== Segment start ==

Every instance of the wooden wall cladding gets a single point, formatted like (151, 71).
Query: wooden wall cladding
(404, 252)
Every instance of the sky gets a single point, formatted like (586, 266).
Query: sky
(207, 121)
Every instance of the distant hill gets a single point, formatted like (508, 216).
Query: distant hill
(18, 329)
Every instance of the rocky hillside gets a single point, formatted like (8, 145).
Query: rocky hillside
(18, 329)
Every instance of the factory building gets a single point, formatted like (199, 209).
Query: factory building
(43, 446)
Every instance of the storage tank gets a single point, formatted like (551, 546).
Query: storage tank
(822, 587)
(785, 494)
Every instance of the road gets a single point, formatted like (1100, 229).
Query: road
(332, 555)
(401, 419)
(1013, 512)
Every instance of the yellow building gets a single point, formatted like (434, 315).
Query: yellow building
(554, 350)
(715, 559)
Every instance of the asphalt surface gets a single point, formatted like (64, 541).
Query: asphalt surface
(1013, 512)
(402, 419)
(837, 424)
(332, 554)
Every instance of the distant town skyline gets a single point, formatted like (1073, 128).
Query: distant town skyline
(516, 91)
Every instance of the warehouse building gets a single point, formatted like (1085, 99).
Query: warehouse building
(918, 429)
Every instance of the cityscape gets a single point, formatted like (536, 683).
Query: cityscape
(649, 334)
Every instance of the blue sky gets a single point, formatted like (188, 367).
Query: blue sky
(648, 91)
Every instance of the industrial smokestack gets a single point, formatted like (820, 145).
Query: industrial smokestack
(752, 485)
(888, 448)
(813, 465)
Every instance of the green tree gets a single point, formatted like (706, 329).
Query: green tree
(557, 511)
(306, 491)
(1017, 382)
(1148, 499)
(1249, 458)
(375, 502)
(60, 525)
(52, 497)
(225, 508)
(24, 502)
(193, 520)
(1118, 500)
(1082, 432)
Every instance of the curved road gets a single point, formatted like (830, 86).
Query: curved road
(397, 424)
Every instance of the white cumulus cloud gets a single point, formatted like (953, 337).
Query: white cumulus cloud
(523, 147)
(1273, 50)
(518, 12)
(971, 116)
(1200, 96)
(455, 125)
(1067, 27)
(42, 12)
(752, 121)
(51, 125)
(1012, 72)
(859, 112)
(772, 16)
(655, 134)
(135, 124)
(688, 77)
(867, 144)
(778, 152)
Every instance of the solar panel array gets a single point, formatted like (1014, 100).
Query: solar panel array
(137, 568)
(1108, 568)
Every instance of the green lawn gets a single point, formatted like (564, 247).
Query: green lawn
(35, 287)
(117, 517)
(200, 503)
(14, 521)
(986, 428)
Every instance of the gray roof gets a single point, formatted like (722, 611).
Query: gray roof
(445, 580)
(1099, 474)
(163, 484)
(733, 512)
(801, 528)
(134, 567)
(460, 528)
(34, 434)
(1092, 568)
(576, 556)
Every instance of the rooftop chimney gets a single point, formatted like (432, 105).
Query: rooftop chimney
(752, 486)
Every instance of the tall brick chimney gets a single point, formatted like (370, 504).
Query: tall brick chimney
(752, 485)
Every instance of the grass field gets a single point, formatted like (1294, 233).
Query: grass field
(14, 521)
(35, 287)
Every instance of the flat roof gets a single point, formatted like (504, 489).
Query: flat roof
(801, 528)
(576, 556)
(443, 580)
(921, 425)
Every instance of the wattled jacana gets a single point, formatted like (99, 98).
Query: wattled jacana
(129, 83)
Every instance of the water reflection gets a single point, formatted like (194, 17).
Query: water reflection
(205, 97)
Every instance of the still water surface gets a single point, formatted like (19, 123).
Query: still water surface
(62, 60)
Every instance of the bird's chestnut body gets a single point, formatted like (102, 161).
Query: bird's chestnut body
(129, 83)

== Segment end ==

The task ▸ Everything from the line that has "Every instance of the bird's" to the final line above should be retyped exactly, and nothing else.

Solution to the problem ▸
Every instance of the bird's chestnut body gets a single point, formatted like (102, 161).
Query: bird's chestnut body
(129, 83)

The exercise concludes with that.